Exercise text
=== Begin Enclosure ===

At the moment, we have updated the sequences to meet the constraint. That is, only Drug resistant sequences preferably obtained from human beings. Found out the most common metrics e.g GC content, GA content and motifs. Surprisingly, the motifs annotated by MEME. Were of plant ancestors (Paralogous gene[needs confirmation]). Which is quite intriguing. On the other hand, using UniProt gave us more clues that the genes related to the sequences were not annotated yet. These sections are important for gene therapy where we can use CRISPR to edit these regions, and see the expression.

Other objectives, we'd like to achieve is figuring out motifs with Natural language based techniques for example DNA BERT, embeddings with visualization and similarity matching algorithms e.g with cosine similarity after NLP processing pipelines.

So far with cosine similarity metric is a similarity metric. We scored our sequences after padding them (adding zeros to shorter sequences so that they can match). Similar sequences will have a score closer to zero. Those that have are not will have values less than 0.5. That in terms of interpretation makes it quite easy to make sense of our results. We found out that they were really similar with some exception which we intend to investigate by visualizing the results in a Cartesian plane or heatmap.

FAQ

Q: What is a Phylogenetic tree (aka phylogeny)? A: According to Baum in Nature, this is a diagram that shows lines of evolutionary descent of different species, organisms or genes from a common ancestor. It is useful for organizing knowledge of biological diversity, for structuring classifications, or understanding evolutionary events.

Q: What is antimicrobial resistance? A: This is when a microorganism is no longer sensitive to action of antibiotics. Antibiotics are compounds produced by the natural metabollic processes of microbes for instance fungi that kill or inhibit other microbes. Key people who discovered the first named them are Alexander Fleming & Selman Waksman. Now, these microbes are not affected by these antibiotics and they can lose/gain function via misspelling their genetic material to also bypass the mechanism of action of antibiotics.Some microbes can also share genes and may get this resistance via horizontal gene transfer.

Q: What are nitrogenous bases? A: Adenine, Guanine, Cytosine and Thymine (Uracil, if in messanger ribonucleic acid form). These are the building blocks of DNA (Deoxyribonucleic acid) or the variant (Ribonucleic acid). Notice the sugar is how distinguish them deoxyribose and ribose.

Q: What is 16S rRNA (ribosomal ribonucleic acid)? A: It is component of the 30S subunit of the prokaryotic ribosome. It consists about 1500 nucleotides. It possesses a conserved and variable region which is important in Phylogenetic studies due to slow evolution of the area. Similar regions of interest in other organisms are Internal transcribed spacer for fungi, 18S for microbial eukaryotes and for you + me 28S and 18S fragments.

=== End Enclosure ===

Record extracts
=== Begin Enclosure ===

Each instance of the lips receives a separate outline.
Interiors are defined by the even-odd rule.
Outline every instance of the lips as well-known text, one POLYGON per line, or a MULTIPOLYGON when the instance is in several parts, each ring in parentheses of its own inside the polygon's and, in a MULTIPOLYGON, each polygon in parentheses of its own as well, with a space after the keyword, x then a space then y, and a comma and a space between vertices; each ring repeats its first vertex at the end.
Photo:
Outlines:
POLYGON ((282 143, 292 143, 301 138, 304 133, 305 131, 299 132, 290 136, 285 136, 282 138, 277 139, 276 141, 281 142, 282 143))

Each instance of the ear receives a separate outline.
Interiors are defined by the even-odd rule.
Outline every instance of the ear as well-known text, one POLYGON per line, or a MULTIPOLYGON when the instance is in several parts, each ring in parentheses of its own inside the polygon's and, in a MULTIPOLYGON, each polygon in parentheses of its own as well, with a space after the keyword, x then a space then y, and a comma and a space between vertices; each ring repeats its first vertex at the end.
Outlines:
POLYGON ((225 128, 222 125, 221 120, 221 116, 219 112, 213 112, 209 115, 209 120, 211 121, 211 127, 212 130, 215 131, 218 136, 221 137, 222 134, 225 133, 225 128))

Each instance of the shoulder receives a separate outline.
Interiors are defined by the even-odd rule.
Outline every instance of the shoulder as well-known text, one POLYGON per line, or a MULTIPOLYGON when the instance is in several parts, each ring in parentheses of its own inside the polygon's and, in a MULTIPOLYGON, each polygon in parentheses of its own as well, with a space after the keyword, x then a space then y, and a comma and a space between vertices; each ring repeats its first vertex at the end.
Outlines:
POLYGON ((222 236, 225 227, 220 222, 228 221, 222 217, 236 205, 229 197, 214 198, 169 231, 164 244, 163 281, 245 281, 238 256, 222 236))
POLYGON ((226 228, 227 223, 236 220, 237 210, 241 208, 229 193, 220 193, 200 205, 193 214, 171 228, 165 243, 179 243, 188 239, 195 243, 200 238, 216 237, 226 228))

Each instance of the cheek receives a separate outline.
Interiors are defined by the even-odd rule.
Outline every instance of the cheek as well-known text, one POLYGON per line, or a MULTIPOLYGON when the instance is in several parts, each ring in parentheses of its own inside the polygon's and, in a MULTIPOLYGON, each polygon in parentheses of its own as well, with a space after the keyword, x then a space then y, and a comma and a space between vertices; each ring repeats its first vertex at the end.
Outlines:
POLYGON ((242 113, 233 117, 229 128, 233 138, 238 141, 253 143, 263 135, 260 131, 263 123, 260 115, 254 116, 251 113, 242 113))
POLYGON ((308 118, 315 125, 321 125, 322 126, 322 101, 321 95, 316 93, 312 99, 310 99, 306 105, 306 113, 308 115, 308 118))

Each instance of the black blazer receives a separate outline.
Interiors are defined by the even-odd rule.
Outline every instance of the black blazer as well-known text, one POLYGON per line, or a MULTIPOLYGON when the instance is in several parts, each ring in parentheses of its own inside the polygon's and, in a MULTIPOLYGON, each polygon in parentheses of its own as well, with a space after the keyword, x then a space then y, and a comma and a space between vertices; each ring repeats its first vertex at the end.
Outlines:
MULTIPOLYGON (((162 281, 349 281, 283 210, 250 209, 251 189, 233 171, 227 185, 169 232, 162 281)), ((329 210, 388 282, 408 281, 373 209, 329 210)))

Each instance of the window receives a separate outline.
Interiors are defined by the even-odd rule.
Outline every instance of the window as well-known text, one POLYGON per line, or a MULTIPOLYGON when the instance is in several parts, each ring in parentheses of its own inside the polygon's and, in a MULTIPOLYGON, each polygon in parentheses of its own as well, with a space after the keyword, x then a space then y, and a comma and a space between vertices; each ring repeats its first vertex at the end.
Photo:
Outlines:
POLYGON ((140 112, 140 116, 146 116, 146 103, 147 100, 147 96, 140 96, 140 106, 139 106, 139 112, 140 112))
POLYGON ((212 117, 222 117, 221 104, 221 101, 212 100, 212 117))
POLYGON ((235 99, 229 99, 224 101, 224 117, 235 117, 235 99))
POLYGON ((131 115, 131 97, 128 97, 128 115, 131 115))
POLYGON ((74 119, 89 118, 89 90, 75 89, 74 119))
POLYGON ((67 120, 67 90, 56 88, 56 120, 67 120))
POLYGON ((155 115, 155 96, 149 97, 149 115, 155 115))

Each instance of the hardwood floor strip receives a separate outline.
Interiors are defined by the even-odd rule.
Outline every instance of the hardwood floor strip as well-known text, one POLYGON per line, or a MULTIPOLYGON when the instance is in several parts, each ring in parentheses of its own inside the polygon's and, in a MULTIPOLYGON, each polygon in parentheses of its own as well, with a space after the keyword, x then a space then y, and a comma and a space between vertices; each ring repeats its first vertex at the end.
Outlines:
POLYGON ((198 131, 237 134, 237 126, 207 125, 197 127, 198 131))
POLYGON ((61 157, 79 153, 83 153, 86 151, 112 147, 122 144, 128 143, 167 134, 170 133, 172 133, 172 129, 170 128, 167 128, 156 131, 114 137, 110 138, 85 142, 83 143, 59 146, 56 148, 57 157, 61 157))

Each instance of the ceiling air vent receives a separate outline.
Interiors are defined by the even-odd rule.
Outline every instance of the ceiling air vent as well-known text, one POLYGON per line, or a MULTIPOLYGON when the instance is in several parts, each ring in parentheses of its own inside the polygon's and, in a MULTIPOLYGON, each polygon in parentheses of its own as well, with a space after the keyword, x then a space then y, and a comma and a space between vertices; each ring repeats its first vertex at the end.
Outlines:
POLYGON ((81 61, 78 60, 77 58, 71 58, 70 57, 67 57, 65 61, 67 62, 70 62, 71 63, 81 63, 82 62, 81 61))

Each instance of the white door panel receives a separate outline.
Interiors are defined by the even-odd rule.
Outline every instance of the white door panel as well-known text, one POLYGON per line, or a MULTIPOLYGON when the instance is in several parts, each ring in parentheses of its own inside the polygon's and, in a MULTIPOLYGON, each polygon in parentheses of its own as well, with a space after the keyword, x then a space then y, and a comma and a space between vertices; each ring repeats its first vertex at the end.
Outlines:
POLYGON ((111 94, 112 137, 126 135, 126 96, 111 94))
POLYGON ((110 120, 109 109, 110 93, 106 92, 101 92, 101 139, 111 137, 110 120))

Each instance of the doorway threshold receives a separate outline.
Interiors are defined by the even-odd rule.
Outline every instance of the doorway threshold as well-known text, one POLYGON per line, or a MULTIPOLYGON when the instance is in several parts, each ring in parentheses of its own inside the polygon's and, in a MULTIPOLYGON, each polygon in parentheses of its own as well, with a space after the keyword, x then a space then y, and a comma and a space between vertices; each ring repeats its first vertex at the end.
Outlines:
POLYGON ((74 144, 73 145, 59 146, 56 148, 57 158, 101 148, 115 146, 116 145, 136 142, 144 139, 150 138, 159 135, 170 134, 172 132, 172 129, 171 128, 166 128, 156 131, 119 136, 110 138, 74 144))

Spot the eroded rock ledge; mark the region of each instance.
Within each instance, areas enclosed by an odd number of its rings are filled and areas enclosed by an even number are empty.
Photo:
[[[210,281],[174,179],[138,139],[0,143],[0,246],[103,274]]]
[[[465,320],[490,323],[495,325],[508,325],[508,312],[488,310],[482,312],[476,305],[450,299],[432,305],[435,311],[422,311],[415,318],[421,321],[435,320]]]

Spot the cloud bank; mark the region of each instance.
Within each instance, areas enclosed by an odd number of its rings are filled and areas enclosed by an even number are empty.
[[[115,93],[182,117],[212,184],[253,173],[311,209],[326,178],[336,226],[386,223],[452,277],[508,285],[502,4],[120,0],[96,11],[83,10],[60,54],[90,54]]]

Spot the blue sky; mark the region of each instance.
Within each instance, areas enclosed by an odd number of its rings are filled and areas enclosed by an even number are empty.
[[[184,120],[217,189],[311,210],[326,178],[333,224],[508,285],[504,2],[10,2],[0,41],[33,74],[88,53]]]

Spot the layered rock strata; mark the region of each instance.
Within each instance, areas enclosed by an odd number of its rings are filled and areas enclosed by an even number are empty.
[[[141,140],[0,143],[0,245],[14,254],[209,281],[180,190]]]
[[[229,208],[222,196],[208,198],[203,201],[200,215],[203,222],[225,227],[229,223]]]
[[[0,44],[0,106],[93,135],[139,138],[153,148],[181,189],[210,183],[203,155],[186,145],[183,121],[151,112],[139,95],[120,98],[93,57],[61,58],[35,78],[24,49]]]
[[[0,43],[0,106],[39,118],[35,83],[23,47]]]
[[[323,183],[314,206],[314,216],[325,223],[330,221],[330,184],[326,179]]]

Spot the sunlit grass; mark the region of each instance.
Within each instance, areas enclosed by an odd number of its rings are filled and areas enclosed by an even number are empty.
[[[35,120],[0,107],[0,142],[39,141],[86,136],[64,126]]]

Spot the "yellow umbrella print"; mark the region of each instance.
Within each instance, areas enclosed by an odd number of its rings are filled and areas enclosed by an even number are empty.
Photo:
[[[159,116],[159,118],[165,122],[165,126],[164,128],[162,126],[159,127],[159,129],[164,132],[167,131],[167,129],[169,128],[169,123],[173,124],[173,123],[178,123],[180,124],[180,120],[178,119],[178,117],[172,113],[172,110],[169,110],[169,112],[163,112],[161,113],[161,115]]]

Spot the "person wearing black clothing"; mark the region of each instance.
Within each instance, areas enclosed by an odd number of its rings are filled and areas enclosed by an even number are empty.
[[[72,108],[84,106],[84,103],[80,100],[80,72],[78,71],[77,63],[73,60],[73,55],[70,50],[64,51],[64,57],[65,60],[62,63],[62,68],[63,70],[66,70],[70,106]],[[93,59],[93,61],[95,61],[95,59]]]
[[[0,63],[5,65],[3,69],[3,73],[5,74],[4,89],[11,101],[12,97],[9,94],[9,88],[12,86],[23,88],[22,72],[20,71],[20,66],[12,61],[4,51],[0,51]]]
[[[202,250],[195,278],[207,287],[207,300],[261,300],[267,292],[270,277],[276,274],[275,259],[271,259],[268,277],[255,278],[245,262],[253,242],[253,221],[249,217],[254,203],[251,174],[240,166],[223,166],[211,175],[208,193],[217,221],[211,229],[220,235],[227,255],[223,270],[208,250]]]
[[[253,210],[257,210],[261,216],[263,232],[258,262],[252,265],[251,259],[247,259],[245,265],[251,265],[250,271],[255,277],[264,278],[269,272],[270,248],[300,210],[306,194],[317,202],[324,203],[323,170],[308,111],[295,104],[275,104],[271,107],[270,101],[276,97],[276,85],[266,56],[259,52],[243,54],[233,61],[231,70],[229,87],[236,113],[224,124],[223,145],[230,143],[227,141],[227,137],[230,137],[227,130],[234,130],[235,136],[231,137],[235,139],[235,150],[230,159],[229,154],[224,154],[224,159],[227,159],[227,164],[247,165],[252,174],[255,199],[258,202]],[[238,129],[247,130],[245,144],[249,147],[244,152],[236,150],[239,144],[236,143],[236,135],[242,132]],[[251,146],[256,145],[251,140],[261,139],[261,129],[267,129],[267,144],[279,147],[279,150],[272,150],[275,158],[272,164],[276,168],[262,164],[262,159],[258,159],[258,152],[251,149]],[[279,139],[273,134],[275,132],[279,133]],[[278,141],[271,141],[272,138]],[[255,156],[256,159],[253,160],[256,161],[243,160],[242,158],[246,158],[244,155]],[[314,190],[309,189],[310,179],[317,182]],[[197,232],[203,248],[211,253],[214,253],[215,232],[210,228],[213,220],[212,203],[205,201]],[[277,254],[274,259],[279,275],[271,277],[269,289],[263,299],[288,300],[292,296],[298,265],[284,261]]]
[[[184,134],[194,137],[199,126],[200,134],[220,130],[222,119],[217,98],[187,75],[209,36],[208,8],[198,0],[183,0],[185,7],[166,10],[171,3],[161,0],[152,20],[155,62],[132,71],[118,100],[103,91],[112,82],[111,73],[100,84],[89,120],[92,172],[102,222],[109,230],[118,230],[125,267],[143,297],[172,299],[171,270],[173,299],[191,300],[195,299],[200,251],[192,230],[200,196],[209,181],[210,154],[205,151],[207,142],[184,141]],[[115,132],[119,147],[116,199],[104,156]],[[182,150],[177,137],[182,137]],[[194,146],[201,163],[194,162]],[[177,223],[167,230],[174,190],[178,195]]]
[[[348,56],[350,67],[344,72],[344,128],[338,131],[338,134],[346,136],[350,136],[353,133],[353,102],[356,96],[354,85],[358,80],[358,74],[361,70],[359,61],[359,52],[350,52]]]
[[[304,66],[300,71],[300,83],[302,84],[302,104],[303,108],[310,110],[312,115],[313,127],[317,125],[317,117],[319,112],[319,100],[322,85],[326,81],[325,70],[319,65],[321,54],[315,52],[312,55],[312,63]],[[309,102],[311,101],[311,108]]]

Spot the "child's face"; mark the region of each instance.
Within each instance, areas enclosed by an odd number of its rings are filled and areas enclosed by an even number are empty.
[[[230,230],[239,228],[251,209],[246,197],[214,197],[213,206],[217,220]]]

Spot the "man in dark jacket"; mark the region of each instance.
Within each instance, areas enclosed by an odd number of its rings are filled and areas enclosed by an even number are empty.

=== End Enclosure ===

Goal of the exercise
Translate this sentence from the text on drug-resistant sequences into Spanish: "It is useful for organizing knowledge of biological diversity, for structuring classifications, or understanding evolutionary events." Rely only on the text, not on the records.

Expected output
Es útil para organizar el conocimiento de la diversidad biológica, para estructurar clasificaciones o para comprender los eventos evolutivos.